Transcribe each line below verbatim; pictures excluded.

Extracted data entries
=====

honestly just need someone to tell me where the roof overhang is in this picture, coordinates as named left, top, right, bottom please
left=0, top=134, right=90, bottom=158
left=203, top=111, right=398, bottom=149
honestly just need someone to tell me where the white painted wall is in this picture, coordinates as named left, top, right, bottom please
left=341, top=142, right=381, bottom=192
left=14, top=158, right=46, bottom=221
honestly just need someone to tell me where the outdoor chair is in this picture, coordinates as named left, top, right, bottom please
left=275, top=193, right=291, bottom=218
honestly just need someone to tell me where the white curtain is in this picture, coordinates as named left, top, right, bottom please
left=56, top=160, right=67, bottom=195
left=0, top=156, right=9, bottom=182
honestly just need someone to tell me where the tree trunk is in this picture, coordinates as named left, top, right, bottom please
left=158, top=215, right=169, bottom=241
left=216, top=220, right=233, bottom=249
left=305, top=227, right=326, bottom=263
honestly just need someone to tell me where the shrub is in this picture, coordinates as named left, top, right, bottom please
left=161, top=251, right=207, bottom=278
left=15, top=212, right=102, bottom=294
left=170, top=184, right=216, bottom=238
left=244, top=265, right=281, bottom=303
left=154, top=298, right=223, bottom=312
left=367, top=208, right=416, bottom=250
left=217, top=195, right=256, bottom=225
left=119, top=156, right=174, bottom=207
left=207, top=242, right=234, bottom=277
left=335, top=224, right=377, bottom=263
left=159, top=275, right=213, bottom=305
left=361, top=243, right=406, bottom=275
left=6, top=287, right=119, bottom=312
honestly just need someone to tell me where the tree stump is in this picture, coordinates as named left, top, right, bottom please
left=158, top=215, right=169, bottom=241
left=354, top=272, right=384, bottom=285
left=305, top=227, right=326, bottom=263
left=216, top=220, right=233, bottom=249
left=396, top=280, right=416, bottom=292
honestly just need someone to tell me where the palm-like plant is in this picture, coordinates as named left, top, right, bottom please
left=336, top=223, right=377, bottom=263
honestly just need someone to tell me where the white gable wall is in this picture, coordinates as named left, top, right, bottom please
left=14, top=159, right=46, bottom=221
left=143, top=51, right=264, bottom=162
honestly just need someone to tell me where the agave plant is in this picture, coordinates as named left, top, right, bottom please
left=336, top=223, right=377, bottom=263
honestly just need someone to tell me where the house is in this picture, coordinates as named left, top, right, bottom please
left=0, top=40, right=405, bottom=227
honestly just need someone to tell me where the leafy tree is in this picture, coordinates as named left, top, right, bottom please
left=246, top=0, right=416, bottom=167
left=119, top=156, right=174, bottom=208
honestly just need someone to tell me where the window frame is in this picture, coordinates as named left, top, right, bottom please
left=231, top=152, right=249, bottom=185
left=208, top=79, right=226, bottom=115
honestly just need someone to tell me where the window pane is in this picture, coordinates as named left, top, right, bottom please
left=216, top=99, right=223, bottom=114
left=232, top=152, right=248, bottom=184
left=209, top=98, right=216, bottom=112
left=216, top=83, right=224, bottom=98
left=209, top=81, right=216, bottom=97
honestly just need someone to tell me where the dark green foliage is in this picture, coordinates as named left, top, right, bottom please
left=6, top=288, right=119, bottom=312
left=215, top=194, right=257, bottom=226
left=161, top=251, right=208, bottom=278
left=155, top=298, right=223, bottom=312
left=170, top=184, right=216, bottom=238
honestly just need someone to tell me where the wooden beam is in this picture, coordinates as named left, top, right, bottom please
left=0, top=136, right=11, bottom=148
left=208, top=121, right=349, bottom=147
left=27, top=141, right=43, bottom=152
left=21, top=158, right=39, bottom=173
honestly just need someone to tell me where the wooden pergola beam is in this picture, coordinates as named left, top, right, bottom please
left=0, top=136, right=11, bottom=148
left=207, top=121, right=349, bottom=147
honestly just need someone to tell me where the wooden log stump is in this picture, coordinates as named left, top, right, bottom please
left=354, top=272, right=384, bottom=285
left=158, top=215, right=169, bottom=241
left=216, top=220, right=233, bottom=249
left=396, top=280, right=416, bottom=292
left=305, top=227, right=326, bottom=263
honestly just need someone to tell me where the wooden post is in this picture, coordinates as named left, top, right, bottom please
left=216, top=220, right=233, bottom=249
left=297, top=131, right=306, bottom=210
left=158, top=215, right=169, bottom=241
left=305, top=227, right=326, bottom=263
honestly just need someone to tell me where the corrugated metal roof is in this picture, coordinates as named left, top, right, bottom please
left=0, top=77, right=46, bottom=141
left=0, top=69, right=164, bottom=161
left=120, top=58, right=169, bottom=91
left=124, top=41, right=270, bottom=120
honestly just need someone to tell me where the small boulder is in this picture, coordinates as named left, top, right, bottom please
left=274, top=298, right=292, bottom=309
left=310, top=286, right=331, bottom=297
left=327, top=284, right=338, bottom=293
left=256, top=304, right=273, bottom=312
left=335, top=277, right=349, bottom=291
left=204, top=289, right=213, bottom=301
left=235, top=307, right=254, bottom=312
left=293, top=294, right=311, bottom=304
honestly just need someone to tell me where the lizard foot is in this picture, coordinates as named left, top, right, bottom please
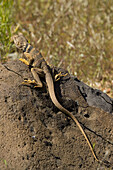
left=19, top=58, right=29, bottom=65
left=55, top=72, right=68, bottom=81
left=22, top=79, right=42, bottom=88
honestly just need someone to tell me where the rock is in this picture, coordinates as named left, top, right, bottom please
left=0, top=60, right=113, bottom=169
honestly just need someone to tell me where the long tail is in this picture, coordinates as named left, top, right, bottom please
left=45, top=70, right=99, bottom=162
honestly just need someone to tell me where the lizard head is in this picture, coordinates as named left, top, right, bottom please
left=13, top=33, right=28, bottom=50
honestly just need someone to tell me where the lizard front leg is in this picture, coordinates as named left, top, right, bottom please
left=19, top=52, right=34, bottom=66
left=19, top=58, right=30, bottom=66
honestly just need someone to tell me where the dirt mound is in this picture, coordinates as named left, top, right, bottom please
left=0, top=60, right=113, bottom=169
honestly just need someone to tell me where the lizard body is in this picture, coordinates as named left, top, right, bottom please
left=13, top=34, right=99, bottom=162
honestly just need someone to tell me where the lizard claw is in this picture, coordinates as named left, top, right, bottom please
left=55, top=72, right=68, bottom=81
left=22, top=79, right=43, bottom=88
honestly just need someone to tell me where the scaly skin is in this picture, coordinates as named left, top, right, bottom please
left=13, top=33, right=99, bottom=162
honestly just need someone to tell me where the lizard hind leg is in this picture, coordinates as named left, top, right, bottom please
left=55, top=72, right=68, bottom=81
left=22, top=79, right=39, bottom=87
left=22, top=77, right=43, bottom=88
left=30, top=68, right=43, bottom=88
left=21, top=68, right=43, bottom=88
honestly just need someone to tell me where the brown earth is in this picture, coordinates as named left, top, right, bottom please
left=0, top=60, right=113, bottom=170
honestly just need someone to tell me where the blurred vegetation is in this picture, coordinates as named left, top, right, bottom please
left=0, top=0, right=113, bottom=97
left=0, top=0, right=14, bottom=61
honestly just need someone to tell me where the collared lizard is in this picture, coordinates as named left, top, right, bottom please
left=13, top=33, right=99, bottom=162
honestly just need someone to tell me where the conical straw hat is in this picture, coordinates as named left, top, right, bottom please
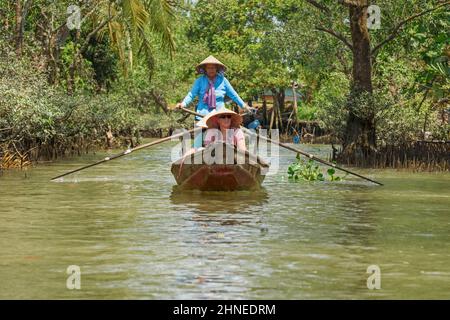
left=196, top=55, right=227, bottom=74
left=196, top=108, right=242, bottom=129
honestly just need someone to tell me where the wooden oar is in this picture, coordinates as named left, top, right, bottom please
left=179, top=106, right=383, bottom=186
left=50, top=128, right=196, bottom=181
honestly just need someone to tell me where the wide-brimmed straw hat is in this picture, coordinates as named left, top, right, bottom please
left=196, top=55, right=227, bottom=74
left=196, top=108, right=242, bottom=129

=====

**YOUR RESPONSE:**
honestly just need someone to tell me where the roof overhang is in this picture, coordinates as named left, top, right, bottom please
left=0, top=134, right=90, bottom=158
left=203, top=111, right=398, bottom=149
honestly just need someone to tell me where the white painted wall is in this picture, coordinates as named left, top, right, bottom please
left=341, top=142, right=381, bottom=192
left=14, top=158, right=46, bottom=221
honestly just need someone to tell me where the outdoor chair is in this picture, coordinates as named left, top, right, bottom please
left=275, top=193, right=291, bottom=218
honestly just need someone to tell me where the white curtain is in this picture, coordinates as named left, top, right, bottom please
left=56, top=160, right=67, bottom=195
left=0, top=156, right=9, bottom=182
honestly just need someone to tell me where the tree trunk is in this picture, coordinates as named left, top, right, bottom please
left=158, top=215, right=169, bottom=241
left=216, top=220, right=233, bottom=249
left=305, top=227, right=326, bottom=263
honestly just need someone to tell me where the shrub is in this picture, coordinates as named left, top, right, bottom please
left=161, top=251, right=207, bottom=278
left=15, top=212, right=102, bottom=294
left=170, top=184, right=216, bottom=238
left=244, top=265, right=281, bottom=303
left=154, top=298, right=223, bottom=312
left=367, top=208, right=416, bottom=250
left=217, top=195, right=256, bottom=225
left=119, top=156, right=174, bottom=207
left=207, top=242, right=234, bottom=277
left=335, top=224, right=377, bottom=263
left=159, top=275, right=213, bottom=305
left=361, top=243, right=406, bottom=275
left=6, top=287, right=119, bottom=312
honestly just need someone to tell me where the tree stump is in this picture, coordinates as named left, top, right, bottom please
left=158, top=215, right=169, bottom=241
left=354, top=272, right=384, bottom=285
left=305, top=227, right=326, bottom=263
left=216, top=220, right=233, bottom=249
left=396, top=280, right=416, bottom=292
honestly just need someone to tell me where the palm-like plant is in this picture, coordinates as named left, top, right, bottom please
left=336, top=223, right=377, bottom=263
honestly just need someone to tell me where the white gable wall is in this picture, coordinates as named left, top, right, bottom please
left=14, top=159, right=46, bottom=221
left=143, top=51, right=264, bottom=162
honestly just need someone to tell me where the agave plant is in this picture, coordinates as named left, top, right, bottom please
left=336, top=223, right=377, bottom=263
honestly just need someone to tell me where the house is in this picture, coordinates as named left, top, right, bottom please
left=0, top=40, right=405, bottom=227
honestly just need someone to tell me where the leafy tree is in this picture, coordinates as named left, top, right, bottom please
left=246, top=0, right=416, bottom=167
left=119, top=156, right=174, bottom=208
honestly just need someone to tell me where the window frame is in this picture, coordinates as named left, top, right, bottom please
left=231, top=152, right=249, bottom=185
left=208, top=79, right=226, bottom=115
honestly just need someone to tell me where the window pane is in this picture, coordinates as named left, top, right, bottom please
left=216, top=99, right=223, bottom=114
left=232, top=152, right=248, bottom=184
left=209, top=98, right=216, bottom=112
left=216, top=83, right=224, bottom=98
left=209, top=81, right=216, bottom=97
honestly just need someone to tell me where the dark green foliage is in this picture, coordinates as named left, top, right, bottom please
left=6, top=288, right=119, bottom=312
left=215, top=194, right=257, bottom=226
left=161, top=251, right=208, bottom=278
left=155, top=298, right=223, bottom=312
left=170, top=184, right=216, bottom=238
honestly just need someone to tell me where the wooden beam is in this picture, coordinates as named left, top, right, bottom please
left=0, top=136, right=11, bottom=148
left=208, top=121, right=349, bottom=147
left=27, top=141, right=43, bottom=152
left=21, top=158, right=39, bottom=173
honestly just need someone to tell me where the wooden pergola beam is in this picture, coordinates as named left, top, right, bottom please
left=0, top=136, right=11, bottom=148
left=207, top=121, right=349, bottom=147
honestly just need someone to tell me where the wooden log stump is in this picture, coordinates as named left, top, right, bottom please
left=354, top=272, right=384, bottom=285
left=158, top=215, right=169, bottom=241
left=216, top=220, right=233, bottom=249
left=396, top=280, right=416, bottom=292
left=305, top=227, right=326, bottom=263
honestly just need someone to tell me where the wooden post is in this picture, coordinates as named left, top, right, bottom please
left=216, top=220, right=233, bottom=249
left=297, top=131, right=306, bottom=210
left=158, top=215, right=169, bottom=241
left=305, top=227, right=326, bottom=263
honestly just need someone to tell me where the corrugated metal roof is in this picture, coordinates as named left, top, right, bottom please
left=0, top=77, right=46, bottom=141
left=0, top=69, right=164, bottom=161
left=120, top=58, right=169, bottom=91
left=124, top=41, right=270, bottom=120
honestly just need someone to tell me where the small boulder is in this picture, coordinates as named left, top, right, bottom please
left=274, top=298, right=292, bottom=309
left=310, top=286, right=331, bottom=297
left=327, top=284, right=338, bottom=293
left=256, top=304, right=273, bottom=312
left=335, top=277, right=349, bottom=291
left=204, top=289, right=213, bottom=301
left=235, top=307, right=254, bottom=312
left=293, top=294, right=311, bottom=304
honestly just need someone to tell me where the lizard foot is in this picture, coordinates as named left, top, right, bottom please
left=19, top=58, right=29, bottom=65
left=55, top=72, right=68, bottom=81
left=22, top=79, right=42, bottom=88
honestly just need someone to tell me where the rock is in this picture, coordinates as named left, top, right, bottom please
left=0, top=60, right=113, bottom=169
honestly just need someone to tell me where the long tail is in this picture, coordinates as named left, top, right, bottom please
left=45, top=70, right=99, bottom=162
honestly just need someone to tell me where the lizard head is in this picture, coordinates as named left, top, right, bottom please
left=13, top=33, right=28, bottom=50
honestly just need someone to tell me where the lizard front leg is in this picture, coordinates as named left, top, right, bottom please
left=19, top=52, right=34, bottom=66
left=19, top=58, right=30, bottom=66
honestly just need someone to tell me where the dirt mound is in this picture, coordinates as named left, top, right, bottom please
left=0, top=60, right=113, bottom=169
honestly just need someone to tell me where the lizard body is in this picture, coordinates as named left, top, right, bottom please
left=13, top=34, right=99, bottom=162
honestly just need someone to tell me where the lizard claw is in this picture, coordinates as named left, top, right, bottom please
left=55, top=72, right=68, bottom=81
left=22, top=79, right=43, bottom=88
honestly just need someone to tell me where the scaly skin is in this picture, coordinates as named left, top, right, bottom please
left=13, top=33, right=99, bottom=162
honestly just need someone to tell me where the lizard hind leg is in this picture, coordinates as named left, top, right, bottom please
left=55, top=72, right=68, bottom=81
left=22, top=79, right=39, bottom=87
left=22, top=77, right=43, bottom=88
left=30, top=68, right=43, bottom=88
left=21, top=68, right=43, bottom=88
honestly just need someone to tell me where the brown earth is in this picture, coordinates as named left, top, right, bottom please
left=0, top=60, right=113, bottom=170
honestly just need someone to tell me where the blurred vegetation is in this picture, coordinates as named left, top, right, bottom please
left=0, top=0, right=113, bottom=97
left=0, top=0, right=14, bottom=61
honestly just need someone to tell me where the collared lizard is in this picture, coordinates as named left, top, right, bottom please
left=13, top=33, right=99, bottom=162
honestly just need someone to tell me where the conical straw hat is in this picture, coordinates as named left, top, right, bottom please
left=196, top=55, right=227, bottom=74
left=196, top=108, right=242, bottom=129
honestly just need someone to tell me where the wooden oar is in this picture, coordinates as named left, top, right, bottom please
left=179, top=106, right=383, bottom=186
left=50, top=128, right=196, bottom=181
honestly just need someone to tell me where the wide-brimmed straw hat is in this picture, coordinates as named left, top, right, bottom please
left=196, top=55, right=227, bottom=74
left=196, top=108, right=242, bottom=129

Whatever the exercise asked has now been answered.